Exercise brief>
Find the line that contains "0L16 22L0 435L463". Repeat that line and all lines following it, exactly, through the end of the listing below.

────────

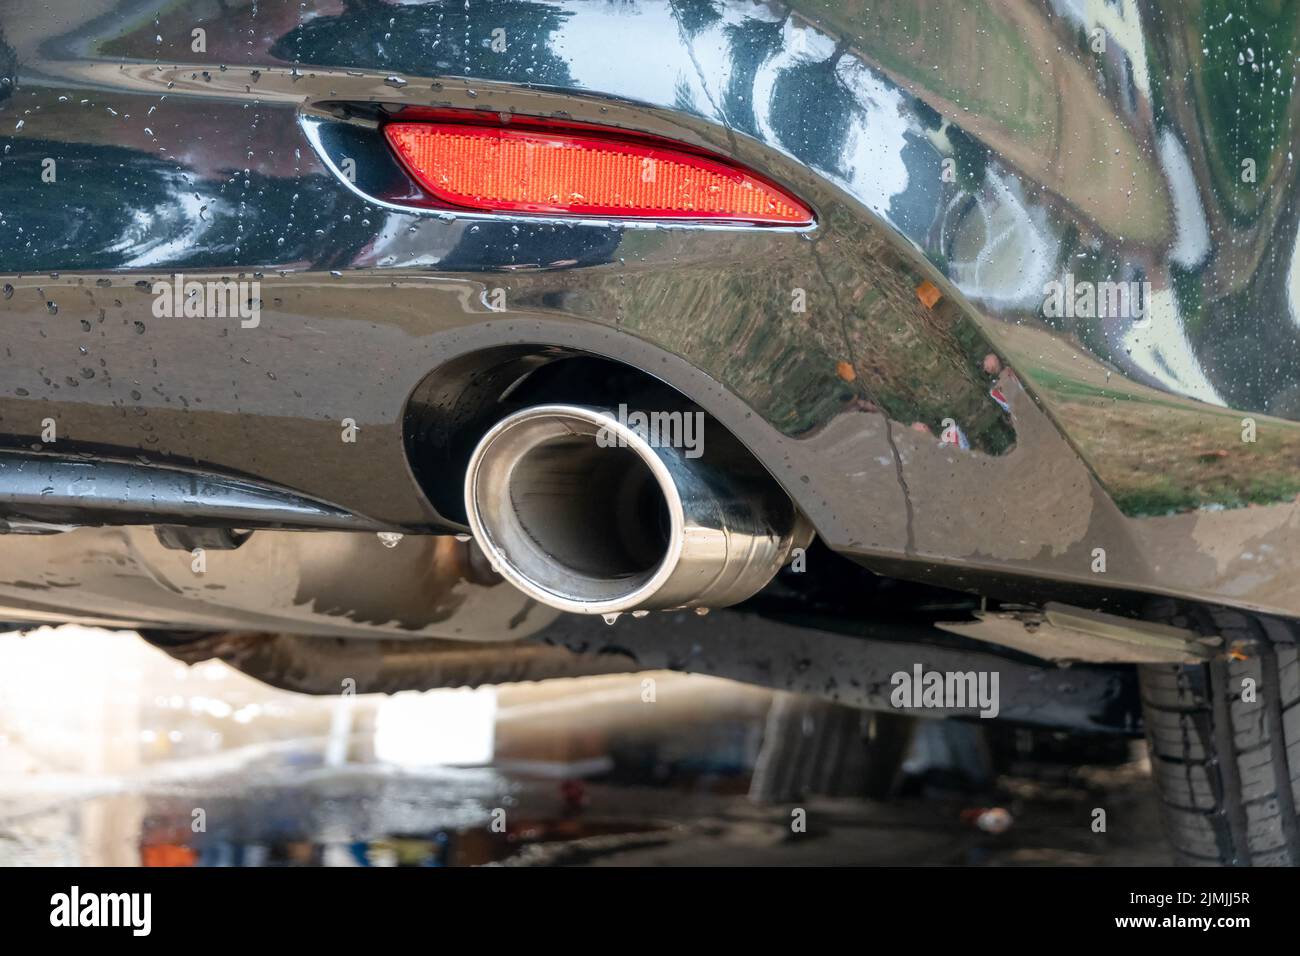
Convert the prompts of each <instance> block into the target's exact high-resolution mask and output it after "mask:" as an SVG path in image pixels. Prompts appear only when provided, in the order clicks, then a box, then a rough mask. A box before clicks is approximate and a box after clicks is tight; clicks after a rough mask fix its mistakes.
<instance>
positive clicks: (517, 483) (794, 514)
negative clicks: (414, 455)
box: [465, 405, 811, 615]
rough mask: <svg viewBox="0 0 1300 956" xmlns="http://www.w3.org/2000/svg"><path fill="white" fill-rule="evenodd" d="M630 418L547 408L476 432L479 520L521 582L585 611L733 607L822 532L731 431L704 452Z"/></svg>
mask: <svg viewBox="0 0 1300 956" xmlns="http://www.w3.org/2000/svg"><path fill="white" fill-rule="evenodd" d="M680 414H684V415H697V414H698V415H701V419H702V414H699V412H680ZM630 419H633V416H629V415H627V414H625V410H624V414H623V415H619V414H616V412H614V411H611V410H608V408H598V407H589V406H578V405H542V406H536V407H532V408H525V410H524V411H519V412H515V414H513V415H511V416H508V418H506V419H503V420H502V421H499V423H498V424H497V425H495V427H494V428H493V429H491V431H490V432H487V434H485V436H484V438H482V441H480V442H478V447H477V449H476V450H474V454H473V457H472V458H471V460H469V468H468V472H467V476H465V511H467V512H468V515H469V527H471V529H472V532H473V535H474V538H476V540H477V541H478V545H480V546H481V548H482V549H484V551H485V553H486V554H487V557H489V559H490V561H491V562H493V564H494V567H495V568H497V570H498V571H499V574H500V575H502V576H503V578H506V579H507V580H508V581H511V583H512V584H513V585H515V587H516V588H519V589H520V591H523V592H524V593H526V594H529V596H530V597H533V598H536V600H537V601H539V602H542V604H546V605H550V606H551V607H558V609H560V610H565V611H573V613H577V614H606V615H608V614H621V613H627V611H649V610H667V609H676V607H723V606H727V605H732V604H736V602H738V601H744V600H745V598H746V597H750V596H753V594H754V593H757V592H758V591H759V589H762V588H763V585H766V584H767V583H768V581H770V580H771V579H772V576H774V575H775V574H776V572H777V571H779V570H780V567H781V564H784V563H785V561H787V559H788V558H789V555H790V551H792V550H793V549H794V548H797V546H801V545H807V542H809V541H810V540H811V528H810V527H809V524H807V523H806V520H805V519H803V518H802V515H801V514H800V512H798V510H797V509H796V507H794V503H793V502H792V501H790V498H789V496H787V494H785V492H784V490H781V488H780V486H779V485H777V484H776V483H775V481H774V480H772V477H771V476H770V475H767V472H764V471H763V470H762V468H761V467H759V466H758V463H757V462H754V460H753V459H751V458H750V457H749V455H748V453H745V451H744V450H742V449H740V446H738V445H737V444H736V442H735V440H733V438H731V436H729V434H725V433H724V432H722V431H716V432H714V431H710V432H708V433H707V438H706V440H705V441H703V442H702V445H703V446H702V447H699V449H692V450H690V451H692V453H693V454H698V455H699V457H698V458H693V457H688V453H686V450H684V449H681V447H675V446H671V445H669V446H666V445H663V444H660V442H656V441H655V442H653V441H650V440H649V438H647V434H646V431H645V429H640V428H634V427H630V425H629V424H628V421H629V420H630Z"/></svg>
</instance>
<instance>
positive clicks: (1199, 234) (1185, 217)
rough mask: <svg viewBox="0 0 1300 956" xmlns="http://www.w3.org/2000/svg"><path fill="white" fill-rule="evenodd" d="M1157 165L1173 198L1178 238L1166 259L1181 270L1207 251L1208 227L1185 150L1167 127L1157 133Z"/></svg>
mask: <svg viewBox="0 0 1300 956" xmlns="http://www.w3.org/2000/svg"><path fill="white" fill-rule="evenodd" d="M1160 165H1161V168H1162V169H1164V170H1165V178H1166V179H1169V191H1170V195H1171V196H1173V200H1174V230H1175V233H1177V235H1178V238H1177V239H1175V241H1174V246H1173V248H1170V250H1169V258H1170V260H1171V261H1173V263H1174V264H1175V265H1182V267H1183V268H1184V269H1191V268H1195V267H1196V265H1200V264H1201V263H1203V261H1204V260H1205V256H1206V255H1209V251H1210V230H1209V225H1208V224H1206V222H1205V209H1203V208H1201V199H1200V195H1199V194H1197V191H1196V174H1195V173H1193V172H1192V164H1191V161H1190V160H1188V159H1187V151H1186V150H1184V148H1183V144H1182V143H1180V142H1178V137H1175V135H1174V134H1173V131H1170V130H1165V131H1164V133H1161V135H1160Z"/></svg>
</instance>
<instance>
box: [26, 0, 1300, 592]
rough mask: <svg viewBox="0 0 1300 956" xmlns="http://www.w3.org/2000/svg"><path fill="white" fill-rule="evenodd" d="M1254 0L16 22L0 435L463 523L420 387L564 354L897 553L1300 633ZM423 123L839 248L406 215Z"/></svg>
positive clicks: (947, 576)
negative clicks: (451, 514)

────────

The answer>
rough mask: <svg viewBox="0 0 1300 956" xmlns="http://www.w3.org/2000/svg"><path fill="white" fill-rule="evenodd" d="M1254 0L16 22L0 435L463 523L420 387L564 354L897 553L1300 633ZM423 123L839 248L406 215Z"/></svg>
positive clicks: (947, 576)
negative clicks: (451, 514)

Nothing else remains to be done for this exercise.